GIVEN PROBLEM:
Copy each of the rows below word for word, without changing anything.

GIVEN RECORDS:
····················

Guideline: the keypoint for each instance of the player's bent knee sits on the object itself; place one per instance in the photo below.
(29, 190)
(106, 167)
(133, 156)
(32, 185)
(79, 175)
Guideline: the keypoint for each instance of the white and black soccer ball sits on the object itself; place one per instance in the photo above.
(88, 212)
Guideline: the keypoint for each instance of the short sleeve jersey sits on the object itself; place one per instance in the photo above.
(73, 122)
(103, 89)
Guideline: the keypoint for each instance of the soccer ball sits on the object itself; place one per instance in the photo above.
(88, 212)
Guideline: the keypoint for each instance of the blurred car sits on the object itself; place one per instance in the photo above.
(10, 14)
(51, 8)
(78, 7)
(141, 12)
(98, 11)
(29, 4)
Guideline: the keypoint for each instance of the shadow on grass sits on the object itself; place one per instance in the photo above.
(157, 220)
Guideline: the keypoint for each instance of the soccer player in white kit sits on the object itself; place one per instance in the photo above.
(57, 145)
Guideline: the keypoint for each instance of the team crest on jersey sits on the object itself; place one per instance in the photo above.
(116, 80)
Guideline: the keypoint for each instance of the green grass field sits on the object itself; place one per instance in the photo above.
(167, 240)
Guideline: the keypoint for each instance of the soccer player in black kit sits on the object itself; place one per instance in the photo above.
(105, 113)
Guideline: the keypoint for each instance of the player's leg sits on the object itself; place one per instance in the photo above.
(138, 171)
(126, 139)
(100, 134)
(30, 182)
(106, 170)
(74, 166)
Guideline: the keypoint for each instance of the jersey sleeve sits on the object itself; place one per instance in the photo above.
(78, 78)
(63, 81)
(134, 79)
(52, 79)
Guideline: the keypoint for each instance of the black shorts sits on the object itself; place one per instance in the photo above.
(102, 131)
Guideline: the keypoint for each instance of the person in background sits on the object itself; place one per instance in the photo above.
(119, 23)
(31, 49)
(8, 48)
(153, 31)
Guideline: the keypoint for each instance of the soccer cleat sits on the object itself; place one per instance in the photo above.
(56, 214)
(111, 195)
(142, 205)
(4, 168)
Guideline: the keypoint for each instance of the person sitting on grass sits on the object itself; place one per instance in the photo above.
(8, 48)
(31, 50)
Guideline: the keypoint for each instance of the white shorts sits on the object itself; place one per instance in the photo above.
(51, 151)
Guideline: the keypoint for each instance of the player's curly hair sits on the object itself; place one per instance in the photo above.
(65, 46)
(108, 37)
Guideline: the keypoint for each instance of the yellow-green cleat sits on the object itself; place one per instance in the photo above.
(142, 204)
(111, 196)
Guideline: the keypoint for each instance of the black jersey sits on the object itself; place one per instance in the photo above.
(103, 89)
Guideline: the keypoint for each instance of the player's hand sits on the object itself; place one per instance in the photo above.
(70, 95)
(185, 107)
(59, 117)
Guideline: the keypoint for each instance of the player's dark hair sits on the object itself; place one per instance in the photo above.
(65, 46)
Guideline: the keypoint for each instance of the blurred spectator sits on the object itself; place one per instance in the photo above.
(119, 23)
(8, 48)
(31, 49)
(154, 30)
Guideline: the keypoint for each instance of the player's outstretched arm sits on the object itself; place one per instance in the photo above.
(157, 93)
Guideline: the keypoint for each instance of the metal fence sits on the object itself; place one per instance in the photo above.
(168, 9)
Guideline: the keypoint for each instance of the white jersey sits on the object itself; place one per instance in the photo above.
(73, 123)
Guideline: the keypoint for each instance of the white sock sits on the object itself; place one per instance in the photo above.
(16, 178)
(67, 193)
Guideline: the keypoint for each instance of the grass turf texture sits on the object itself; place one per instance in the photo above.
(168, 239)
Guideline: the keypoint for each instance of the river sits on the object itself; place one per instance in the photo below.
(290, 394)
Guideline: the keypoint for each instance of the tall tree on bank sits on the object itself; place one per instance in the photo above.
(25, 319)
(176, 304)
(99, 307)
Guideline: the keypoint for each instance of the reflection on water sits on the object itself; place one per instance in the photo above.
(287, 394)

····················

RESULT BELOW:
Guideline: the keypoint for each instance of the player's bent knee sits on the object itself; place one per instance in the photo below.
(29, 190)
(106, 167)
(133, 156)
(32, 185)
(79, 175)
Guideline: the keypoint for each instance of the white and black soccer ball sits on the object itself; place one per instance in the photo above.
(88, 212)
Guideline: the keypoint for each instance of the short sleeve jersey sits on the object itself; place one per instance in the photo above.
(73, 122)
(103, 89)
Guideline: the keypoint for each instance of the soccer ball sits on the object itself; place one per instance in the photo above.
(88, 212)
Guideline: the keypoint for each instance of the blurred car sits on the object itself; place one per instance in the photo above.
(10, 14)
(51, 8)
(78, 7)
(141, 12)
(98, 11)
(29, 4)
Guideline: the keypoint for each instance of the shadow on grass sits on the object itself; place one per instance in the photo above.
(157, 220)
Guideline: the keypoint for each instance of the soccer player in white kit sits on the object itself; place one per instance in the photo above.
(57, 145)
Guideline: the keypoint for each instance of the team crest on jersey sits on the object itself; place one per instance in the photo above.
(116, 80)
Guideline: the keypoint for each instance of the green grass field sits on the object itself; place one per instance in the photo above.
(167, 240)
Guideline: the keypoint for each instance of the soccer player in black kit sits on the object itself; place one per instance in the photo above.
(105, 113)
Guideline: the keypoint for each instance of the player's leg sits on the object itself; place one per instance in the photo above.
(138, 171)
(126, 139)
(100, 134)
(30, 182)
(106, 170)
(74, 166)
Guideline: the keypoint for each instance of the jersey sleeve sits on the object itself; place one per instance in the photo above.
(78, 78)
(63, 81)
(134, 79)
(52, 79)
Guideline: the keypoint for each instance of the black shorts sits on the object itself; place one per instance in the photo above.
(102, 131)
Guideline: the keypoint for each instance of the person in background sits on the object itself; place one per instance in the photo above.
(119, 23)
(31, 49)
(8, 48)
(153, 31)
Guideline: the keypoint for each instance of the soccer cleat sits on the object itself; place one per instance in the photo above.
(56, 214)
(111, 195)
(142, 205)
(4, 168)
Guideline: the keypoint for each instance of the person sitting on grass sits on the object itself; place one per instance in the photo above.
(8, 48)
(31, 50)
Guideline: the keypoint for each instance of the white shorts sits on the object itself; place one per instance in the photo above.
(51, 151)
Guideline: the keypoint for each instance of the player's curly hair sits on the object itself; place one per instance in the photo above.
(65, 46)
(108, 37)
Guideline: the keypoint for each instance of the yellow-green cleat sits on the object itself; place one per instance in the photo above.
(142, 204)
(111, 196)
Guideline: the keypoint for each instance of the black jersey sits on the object itself; place one per instance in the photo above.
(103, 89)
Guideline: the keypoint for each instance of the player's hand sits on the object itself; place one per instance in the photo above.
(70, 95)
(185, 107)
(59, 117)
Guideline: the keypoint for each instance of the player's dark hair sits on the object itself; place one per instance in the photo above.
(65, 46)
Guideline: the keypoint for each instance of the blurred spectator sits on the object itself; place one per instance in the photo above.
(119, 23)
(8, 48)
(31, 49)
(154, 30)
Guideline: the keypoint for each instance of the player's outstretched arm sits on the object itself; place one per instance in the photo above.
(157, 93)
Guideline: the keypoint for each instance of the metal fence sits on the object itself; place one per instance in the photo above.
(168, 9)
Guideline: the keypoint for each instance of the white jersey sits on the object itself; place one per instance in the photo above.
(73, 123)
Guideline: the keypoint for each instance of the white sock sits on the object itself; place one per instance in the photo above.
(16, 178)
(67, 193)
Guideline: the keypoint for each instance of the grass turf texture sits on the object itself; place one per instance in the photo above.
(168, 239)
Guideline: the keypoint for each instance of the river sits on the object itself; place one per instance in the photo below.
(290, 394)
Guideline: the keypoint for each instance of the tall tree on bank sits on the object itself; place one per instance in the photo above.
(25, 319)
(176, 304)
(99, 307)
Guideline: the keypoint for each instance of the reflection on water sits on the object itself; place one per instance in the photo above.
(287, 394)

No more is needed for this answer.